How to complete this task →
Answer these questions using the abstract below on editing CT scans to insert tumors:
(a) How many CT scans made up the dataset used to compile the healthy and cancerous volumes of interest?
(b) What does the Discriminator network compare?
(c) For what hypothetical machine is the new CT data being used to investigate FLASH therapy planning?

Supplied text →
● ● ●

Room: Track 2
Purpose: When testing new radiation therapy techniques, it can be extremely difficult to locate multiple patient scans that match the desired characteristics for the treatment. Using machine learning, we provide a tool that is capable of editing pre-existing CT scans by inserting realistic looking tumours in hand-chose locations, bypassing the difficulty of finding actual patient data which matches the treatment requirements.
Methods: A Generative Adversarial Network (GAN) was used to edit individual volumes of interest (VOIs) in pre-existing CT scans. In our structure, the Editor network translated features of the healthy VOIs into features of cancerous volumes. The Discriminator network was used to compare actual cancerous VOIs to the edited segments, acting as a guide to help the Editor improve its ability to produce realistic looking tumours over time. A dataset of 460 diagnostic and lung cancer screening CT scans (from the LIDC-IDRI database) was used to compile both the healthy and cancerous VOIs, ranging in size from 15mm³ to 31mm³. The new CT data is being used to investigate FLASH therapy planning for a hypothetical 6 MV x-ray machine with 16 waveguides.
Results: Through a graphical user interface (GUI), the Editor network was successfully able to map healthy CT segments to realistic looking cancerous volumes. Furthermore, due to the architecture of the two networks, the Editor was found to be able to extrapolate well beyond the upper size limit of the domain of the training set, providing much more interesting and useful capabilities. The FLASH planning results are upcoming.
Conclusion: This work provides a valuable tool for the field of Radiology Oncology, which can be used to develop an abundance of patient data. While this application is focused towards lung cancer patients, the method can be extended to a variety of cancer types if given an appropriate baseline dataset.

● ● ●

Data →

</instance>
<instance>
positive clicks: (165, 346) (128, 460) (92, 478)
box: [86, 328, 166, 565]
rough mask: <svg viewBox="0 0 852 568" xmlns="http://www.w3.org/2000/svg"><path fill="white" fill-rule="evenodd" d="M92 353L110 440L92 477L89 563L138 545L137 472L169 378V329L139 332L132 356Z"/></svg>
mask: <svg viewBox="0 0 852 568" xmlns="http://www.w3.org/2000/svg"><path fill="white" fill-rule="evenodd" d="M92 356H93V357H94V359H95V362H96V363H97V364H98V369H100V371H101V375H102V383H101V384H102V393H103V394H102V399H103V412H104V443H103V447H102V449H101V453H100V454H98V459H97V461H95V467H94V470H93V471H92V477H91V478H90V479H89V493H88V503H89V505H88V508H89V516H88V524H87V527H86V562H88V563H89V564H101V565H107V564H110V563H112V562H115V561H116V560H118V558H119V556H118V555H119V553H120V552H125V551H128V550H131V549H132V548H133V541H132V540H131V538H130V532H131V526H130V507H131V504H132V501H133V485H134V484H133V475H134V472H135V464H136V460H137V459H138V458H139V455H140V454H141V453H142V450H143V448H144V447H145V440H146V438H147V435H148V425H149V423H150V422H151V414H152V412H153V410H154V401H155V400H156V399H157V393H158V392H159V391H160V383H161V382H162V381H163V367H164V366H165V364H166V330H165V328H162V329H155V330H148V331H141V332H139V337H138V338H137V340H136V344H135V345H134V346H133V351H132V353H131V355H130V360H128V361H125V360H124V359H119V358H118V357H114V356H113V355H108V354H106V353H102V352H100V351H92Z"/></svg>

● ● ●

Response →
(a) 460 diagnostic and lung cancer screening CT scans, from the LIDC-IDRI database.
(b) Actual cancerous volumes of interest with the edited segments.
(c) A 6 MV x-ray machine with 16 waveguides.